> [Aufgabenstellung 1]: Zähle alle Personen auf, die der Lesetext über Macrons Progressivismus mit vollem Namen nennt.
> [Aufgabenstellung 2]: Wie heißt das Buch, in dem Macron sich dem Lesetext zufolge als Progressivist darstellt?

━━━━━ Lesetext ━━━━━

Frankreich: Wie sich Emmanuel Macron neu erfindet
In Frankreich hat der Begriff des Progressivismus Einzug in die politische Debatte gehalten. Emmanuel Macron will sich damit sowohl vom Konservatismus als auch vom Neoliberalismus abgrenzen. Aber taugt das neue Lieblingswort des Präsidenten auch als Motto für die Europawahl?
Das neue Zauberwort der französischen Politik heißt „Progressisme“, auf Deutsch: Progressivismus. Seit einigen Wochen taucht es in Reden von Emmanuel Macrons Verbündeten immer wieder auf. Zum Beispiel in der Pressekonferenz des – bis vor Kurzem – Parteivorsitzenden der République en marche und inzwischen neuen Innenministers Christophe Castaner. Kaum war die Sommerpause vorbei, appellierte er, „die Identität des Progressivismus zu erneuern, um den ideologischen Korpus (der Partei) zu entwickeln“. Und auch der französische Präsident, der sich in seinem Buch „Revolution“ als Progressivist darstellt, scheint das Wort inzwischen wiederentdeckt zu haben.
Der Progressivismus ist ein Begriff mit Doppelfunktion. Zum einen soll er signalisieren, dass die Kampagne für die Europawahl im kommenden Jahr begonnen hat. Macron strebt – in Opposition zu rechtsnationalen Europaentwürfen – einen breiten Zusammenschluss von proeuropäischen „Demokraten und Progressivisten“ an. Zum anderen soll der Begriff der Regierung in Paris neuen Elan geben. In den letzten Monaten häuften sich innenpolitische Schwierigkeiten. Ein großer Teil der Bevölkerung zweifelt an der Richtigkeit der Reformen, die Beliebtheitswerte des Präsidenten sind im Umfragetief. Der Rücktritt von zwei Star-Ministern mit symbolischer Strahlkraft, Umweltminister Nicolas Hulot und Innenminister Gérard Collomb, sowie die langwierige und mühsame Kabinettsumbildung, unterminieren die politische Autorität Emmanuel Macrons. Für ihn und sein Team geht es nun darum, Glaubwürdigkeit zurückzugewinnen –sowohl innenpolitisch, als auch auf europäischer Ebene.

━━━━━ Gegebene Angaben ━━━━━

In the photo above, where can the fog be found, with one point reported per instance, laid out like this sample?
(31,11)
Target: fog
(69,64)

━━━━━

> [Lösung 1]: Emmanuel Macron, Christophe Castaner, Nicolas Hulot, Gérard Collomb

> [Lösung 2]: „Revolution“